Your instructions:
Can you rewrite every line of the records below, not only the answers, raising each pixel coordinate in the answers by 120 and leaving the pictures out?

## start Data provided

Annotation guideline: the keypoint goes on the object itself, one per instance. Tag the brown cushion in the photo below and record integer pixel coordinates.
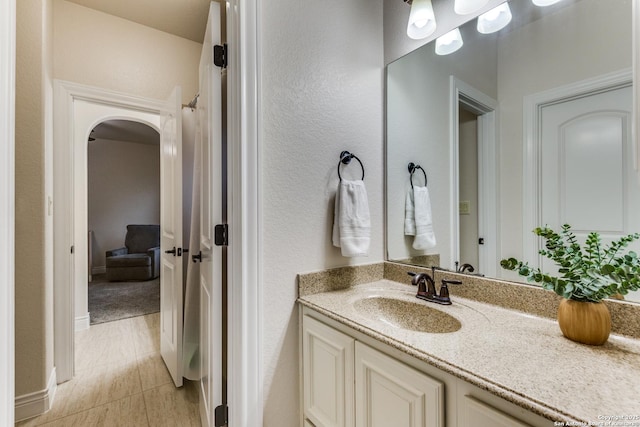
(129, 260)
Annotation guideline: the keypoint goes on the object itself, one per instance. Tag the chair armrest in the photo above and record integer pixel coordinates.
(154, 253)
(117, 252)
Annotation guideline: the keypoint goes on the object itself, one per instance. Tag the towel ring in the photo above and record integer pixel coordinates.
(345, 158)
(412, 168)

## end Data provided

Solution to the exercise:
Annotation guideline: the keypoint goes on the object itself, one per instance. Tag the brown cushion in the photo below and record integer pixel coordinates.
(249, 380)
Annotation guideline: the keypoint goes on the object itself, one per instance. Tag the chair armrest in the photo above and record integer pixel coordinates.
(274, 373)
(237, 372)
Annotation guideline: the keypoint goes on the object itself, one per instance. Tag the towel ring in the photo above and record integer pixel coordinates.
(465, 278)
(532, 288)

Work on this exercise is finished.